-- Short task --
Rewrite each of the entries below with "deepest" replaced by "farthest" and everything else unchanged. Leave the pictures out of your answer.

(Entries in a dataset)
* Start *

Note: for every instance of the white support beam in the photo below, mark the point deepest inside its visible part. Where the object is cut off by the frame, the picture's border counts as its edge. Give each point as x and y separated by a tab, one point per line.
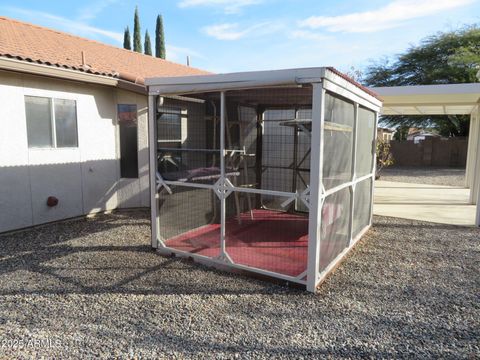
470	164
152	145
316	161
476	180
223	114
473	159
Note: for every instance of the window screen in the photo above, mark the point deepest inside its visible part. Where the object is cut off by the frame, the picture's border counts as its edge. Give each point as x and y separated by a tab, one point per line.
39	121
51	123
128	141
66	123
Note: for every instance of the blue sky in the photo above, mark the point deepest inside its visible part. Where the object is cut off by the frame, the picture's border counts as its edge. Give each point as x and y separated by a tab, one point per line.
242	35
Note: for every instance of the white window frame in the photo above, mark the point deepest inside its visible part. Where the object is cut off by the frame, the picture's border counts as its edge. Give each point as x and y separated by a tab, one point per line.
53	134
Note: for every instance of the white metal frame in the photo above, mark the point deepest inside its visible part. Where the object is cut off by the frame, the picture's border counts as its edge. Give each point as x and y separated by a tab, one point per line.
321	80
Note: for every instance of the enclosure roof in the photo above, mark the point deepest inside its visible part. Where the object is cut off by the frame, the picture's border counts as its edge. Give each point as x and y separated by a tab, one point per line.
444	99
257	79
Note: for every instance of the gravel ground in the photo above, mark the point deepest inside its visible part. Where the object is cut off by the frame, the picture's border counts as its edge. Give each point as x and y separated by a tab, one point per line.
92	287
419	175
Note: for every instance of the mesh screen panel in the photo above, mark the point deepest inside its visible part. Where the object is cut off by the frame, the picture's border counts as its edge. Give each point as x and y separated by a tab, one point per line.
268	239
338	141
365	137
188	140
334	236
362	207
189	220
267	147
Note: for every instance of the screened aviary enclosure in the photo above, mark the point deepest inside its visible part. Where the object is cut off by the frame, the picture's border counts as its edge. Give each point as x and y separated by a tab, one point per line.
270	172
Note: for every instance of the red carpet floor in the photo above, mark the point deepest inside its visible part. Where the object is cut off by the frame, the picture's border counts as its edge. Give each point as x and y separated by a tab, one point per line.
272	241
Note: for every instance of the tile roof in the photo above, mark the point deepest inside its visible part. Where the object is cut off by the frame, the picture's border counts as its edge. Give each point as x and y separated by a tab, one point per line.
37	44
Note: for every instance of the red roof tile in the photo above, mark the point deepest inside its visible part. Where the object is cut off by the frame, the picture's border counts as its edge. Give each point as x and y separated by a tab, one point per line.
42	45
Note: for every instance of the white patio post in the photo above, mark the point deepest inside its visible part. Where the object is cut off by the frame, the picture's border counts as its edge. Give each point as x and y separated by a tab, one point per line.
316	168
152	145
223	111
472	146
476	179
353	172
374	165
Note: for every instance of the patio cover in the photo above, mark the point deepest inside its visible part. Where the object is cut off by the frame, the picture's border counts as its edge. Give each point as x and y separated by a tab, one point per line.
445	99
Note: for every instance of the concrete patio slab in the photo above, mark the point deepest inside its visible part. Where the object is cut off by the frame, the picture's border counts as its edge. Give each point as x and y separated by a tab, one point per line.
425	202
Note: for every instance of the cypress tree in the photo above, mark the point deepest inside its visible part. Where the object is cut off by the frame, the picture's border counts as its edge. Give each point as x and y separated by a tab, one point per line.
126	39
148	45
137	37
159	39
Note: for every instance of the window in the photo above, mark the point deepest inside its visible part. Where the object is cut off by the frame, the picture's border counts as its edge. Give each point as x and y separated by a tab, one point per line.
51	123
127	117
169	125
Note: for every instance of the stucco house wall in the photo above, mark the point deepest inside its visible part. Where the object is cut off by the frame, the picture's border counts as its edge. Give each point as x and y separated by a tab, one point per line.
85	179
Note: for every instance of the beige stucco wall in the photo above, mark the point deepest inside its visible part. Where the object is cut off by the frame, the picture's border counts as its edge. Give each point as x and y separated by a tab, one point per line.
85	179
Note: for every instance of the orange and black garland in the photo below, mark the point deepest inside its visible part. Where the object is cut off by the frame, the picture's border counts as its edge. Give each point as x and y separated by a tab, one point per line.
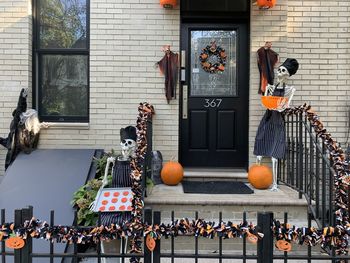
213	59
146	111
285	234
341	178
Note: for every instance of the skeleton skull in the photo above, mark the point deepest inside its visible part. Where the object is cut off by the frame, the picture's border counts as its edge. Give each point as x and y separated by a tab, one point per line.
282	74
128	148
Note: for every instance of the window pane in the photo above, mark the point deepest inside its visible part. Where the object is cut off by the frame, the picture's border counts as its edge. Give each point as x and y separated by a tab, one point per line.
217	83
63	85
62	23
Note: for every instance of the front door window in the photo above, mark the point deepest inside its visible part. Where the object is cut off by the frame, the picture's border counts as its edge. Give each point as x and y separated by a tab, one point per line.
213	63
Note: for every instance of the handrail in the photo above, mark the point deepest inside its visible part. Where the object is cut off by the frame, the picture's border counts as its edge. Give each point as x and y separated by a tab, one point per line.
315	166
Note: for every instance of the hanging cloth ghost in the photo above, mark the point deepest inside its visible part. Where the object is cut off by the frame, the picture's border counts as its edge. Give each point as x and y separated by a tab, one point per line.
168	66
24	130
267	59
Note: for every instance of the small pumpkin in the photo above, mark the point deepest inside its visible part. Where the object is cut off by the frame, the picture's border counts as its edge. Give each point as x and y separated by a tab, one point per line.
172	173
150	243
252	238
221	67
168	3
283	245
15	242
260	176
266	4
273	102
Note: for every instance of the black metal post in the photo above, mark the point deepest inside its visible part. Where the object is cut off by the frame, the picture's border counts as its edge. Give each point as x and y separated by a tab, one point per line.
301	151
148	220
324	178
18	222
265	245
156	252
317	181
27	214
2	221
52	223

* End *

-- Exercise answer --
Note: for every instance of the white support beam in the photo below, mark the point farthest inside its visible part. Where the object is cut off by the frame, the picture's border counts as its edge. Give each point as x and y separated by a tab, one point per line.
470	164
152	145
316	161
476	180
223	114
473	159
Note: for every instance of the window screen in the photo above, mark the point farthest inside its visible part. Where the object is cut off by the frame, the picture's border counts as its edge. Give each point as x and y separated by a tab, one point per line.
39	121
51	123
128	141
66	123
Note: for every instance of the blue sky in the photo above, mark the point farthest inside its visible part. Where the object is cut off by the frame, the picture's border counts as its edge. Give each point as x and y separated by a tab, one point per line.
242	35
Note: for every instance of the white window frame in the photo above, mark the point farthest inside its visible part. Where the object is cut off by the frame, the picture's border counts as its edge. Give each point as x and y separated by a tab, one point per line.
53	134
Note: for every instance of the white metal frame in the photo above, mark the point farthest inside its visible part. Where the object is cut off by the frame, the picture's border counts as its edge. Give each point as x and y separated by a tab, one point per line.
321	80
Note: for every instance of the enclosure roof in the photo above, mark the point farthest inside its visible part. Where the object is cut off by the frame, the picture's border counts as its edge. Give each point as x and y separated by a tab, one point per line.
444	99
257	79
Note: for every instance of the gravel ground in the photo above, mark the point farthest inside its visible part. Where the object is cut off by the frame, the picture's border counts as its edge. Give each point as x and y separated by a tab, one point per line.
92	287
419	175
Note: for every instance of the mesh screen panel in the photo above, mark the point farthest inside its visible part. Where the object is cut off by the frame, the picture's border counts as its edge. Give each point as x and y separated by a tab, one point per line.
268	239
338	141
365	137
188	140
334	236
362	207
189	220
267	147
Note: for every instance of the screened aviary enclosure in the photo above, mark the point farthest inside its visible part. Where the object is cut off by the frame, the picture's border counts as its edge. Give each point as x and y separated by a tab, one point per line.
270	172
Note: for every instance of the red carpet floor in the photo above, mark the point farthest inside its visible part. Where the object is cut off by the frame, the picture's border counts as its edge. Give each point as x and y separated by a tab, one point per line.
272	241
Note: for every instance of the tile roof in the photo above, mark the point farthest inside its visible part. Where the object is cut off by the frame, the picture's border counts as its edge. Give each point as x and y separated by a tab, one point per line.
37	44
Note: for every instance of the red roof tile in the photo above, mark the point farthest inside its visible part. Where the object is cut off by the frame, the picture's border counts as its edge. Give each point as x and y separated by a tab, one point per line.
42	45
Note: for every instance of the white patio post in the photo above, mark the point farthest inside its visible part. Where the object is cut off by the frame, the picture's border counts as its edge. Give each point as x and y separated by a tab, one point per line.
316	168
152	145
223	111
472	146
476	179
353	172
374	165
Note: for every instance of the patio cover in the photo above, mark the point farthest inside its visible part. Where the object is cut off by the frame, the picture's border counts as its edge. Give each point as x and y separated by a tab, one point per line.
445	99
Note: for every instance of the concrete patio slab in the photo above, mark the point farthest inside its visible part. Where the object is cut off by the frame, the picture's border counts as its edge. Give each point as x and y separated by a tab, one point per line.
425	202
Note: for every instance of the cypress tree in the photo above, mark the point farthest inside its visible part. Where the object is cut off by the frame, the picture's border counts as its edge. Give each point as x and y separated by a tab, one point per line.
126	39
148	45
137	37
159	39
Note: for every instance of the window in the photo above, mark the point farthest inside its visible part. Where the object is cut off by the frame, the picture's border counts as its edge. Give each point as x and y separated by a tab, one point per line.
51	123
127	117
169	125
Note: for every instance of the stucco house wall in the photo above, mark the point farthest inside its visible part. Where the object is cut off by the frame, the picture's border counts as its edge. Give each point as x and y separated by a tab, one point per line.
85	179
Note: for every instance of the beige stucco wall in the photo above, mark the point farthest inside its visible part. Where the object is cut off by the frame, the picture's border counts as its edge. Give each point as x and y separated by a tab, one point per line.
85	179
Note: for every instance of the orange and black garland in the photo below, mark the point farthest inside its visible part. Where the object is cut off by the frame, the picture's border counts as its edge. Give each point as x and y separated by a tab, one point per line.
213	59
146	111
285	234
341	178
Note: for every instance of the skeleton skull in the photo above, mark the point farthest inside its visible part. Where the object is cut off by the frame, the picture's border counts as its edge. Give each point as x and y separated by a tab, one point per line.
282	74
128	148
Note: for every instance of the window pane in the photo above, mark the point farthest inside its visible part. Where the object is cut off by the frame, the picture's border counts as its edge. Give each point as x and y separated by a tab, one point per line.
217	83
63	85
62	23
Note: for every instance of the front door window in the photo above, mark the point farthest inside its visible part. Where the object is cut off by the frame, the picture's border counts as its edge. Give each point as x and y separated by a tab, one point per line.
213	63
Note: for every instance of the handrail in the photo above, mark the point farthest inside its visible part. Where the object is cut off by the frame, the picture's border counts as its edge. Give each point as x and y separated by a tab, one point per line.
315	166
Note: for every instance of the hanging cloth ghost in the photo above, mark the point farthest inside its visible part. Where the object is cut off by the frame, the picture's border counts as its edge. Give each point as x and y separated by a tab, one point per line.
168	66
24	130
267	59
Note: for every instance of the small pumpkin in the photo above, mark the point farthest inside its visible part. Where the object is cut off by the frame, the picture's border counts as its edge. Give each point as x and y separated by a tab, one point per line.
172	173
150	243
252	238
221	67
168	3
283	245
15	242
260	176
266	4
273	102
Note: for every instance of the black metal post in the photo above, mark the point farthest inside its visible part. Where the object is cut off by the frame, the picture's border counts as its edge. Give each point as x and y separated by a tab, one point per line.
301	151
148	220
324	178
18	222
265	245
156	252
317	181
27	214
2	221
52	223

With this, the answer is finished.